Monthly Archives: April 2014

Sashing sweatshop


I am still working on making all the HSTs I need for my sashing! I think it’s totally worth it but I have been living in the HST hinterland (aka sashing sweatshop) for a week straight!

My quilt top is fully assembled with two borders now. 🙂 But it needs some more width or it is both too narrow and too short. Whoa is me.

I am likely going to need another 200 HSTs for the last element of piecing before moving on to doing the finishing border. This time I’m going to try something fun–curved corners! It takes bias binding but I think I can handle it. I’ll take pics and post about it when I get to that stage!

I don’t know about you, but I love quilt bindings that are different. It’s cool to do something that lends itself to the design in your piecing rather than do a simple straight edge, straight grain binding. I got a bee in my bonnet about this particular look for this quilt because of all the appliqué and the curved bias strip stems on the flowers. Short of doing a full-out scallop, I thought I’d just go ahead and do it this minimalist way.

I am also lusting after my latest acquisitions–two very different jelly rolls. One is Scrumptious by Bonnie and Camille, which is super cute and springy. Then I got a decidedly more masculine jelly roll, Sweet Serenade, by Basic Grey. It’s got more greys, teals, blacks, and some soft neutral strips.

I haven’t really secured any ideas in my head about what to make with them. I was thinking about maybe doing a really cute Irish chain pattern that’s got some curves with Scrumptious, but then I got Sweet Serenade and I’m thinking that would make an awesome and unexpected Irish chain.

I find myself thinking about patterns that are unexpected when paired with modern fabrics instead of the usual traditional stuff.

Here’s a traditional looking stars quilt. I made it decidedly modern by using a charcoal grey Kona solid as the background and an urban jelly roll called Bluebird Park by Kate and Birdie.



There’s the very traditional like the double wedding ring. Very beautiful. Nothing wrong with it. But I don’t want my patchwork (or quilting, for that matter) to make the house look like Downton Abbey. I wouldn’t be able to keep a straight face in my own home if I did that! I want it to be modern and loads of fun with texture both visually and physically. I have every intention of making this pattern but I have yet to decide how to go about my palette.

That is my CD rack/jumble of saved selvages and jelly roll wraps. It’s one way of going about my palette choice. Each wrap looks neat and has colour ideas on them!

So that’s where I’m at, guys. Lots of piecing and quilting to do!

Have a good week!


Hurried half square triangles

Hurried half square triangles

All quilters, regardless of modern or traditional bent, are going to need to know how to make half square triangles (HSTs). So since the quilt I’m working on now requires over 100 of them, I thought I’d share the two methods I’ll be using.

### Required task a
Please reproduce the passage of the quilting post, starting with "I find myself" and going on through "Kate and Birdie.".

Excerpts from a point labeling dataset
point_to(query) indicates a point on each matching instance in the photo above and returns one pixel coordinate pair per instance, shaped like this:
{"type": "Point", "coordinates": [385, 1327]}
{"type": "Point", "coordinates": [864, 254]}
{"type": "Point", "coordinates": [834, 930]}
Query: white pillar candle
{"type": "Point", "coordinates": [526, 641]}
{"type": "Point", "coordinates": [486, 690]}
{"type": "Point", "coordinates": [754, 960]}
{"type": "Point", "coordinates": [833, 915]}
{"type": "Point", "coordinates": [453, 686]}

### Required task b
Transcribe every line of the rows above, word for word and character for character.

### Complete response a
I find myself thinking about patterns that are unexpected when paired with modern fabrics instead of the usual traditional stuff.

Here’s a traditional looking stars quilt. I made it decidedly modern by using a charcoal grey Kona solid as the background and an urban jelly roll called Bluebird Park by Kate and Birdie.

### Complete response b
point_to(query) indicates a point on each matching instance in the photo above and returns one pixel coordinate pair per instance, shaped like this:
{"type": "Point", "coordinates": [385, 1327]}
{"type": "Point", "coordinates": [864, 254]}
{"type": "Point", "coordinates": [834, 930]}
Query: white pillar candle
{"type": "Point", "coordinates": [526, 641]}
{"type": "Point", "coordinates": [486, 690]}
{"type": "Point", "coordinates": [754, 960]}
{"type": "Point", "coordinates": [833, 915]}
{"type": "Point", "coordinates": [453, 686]}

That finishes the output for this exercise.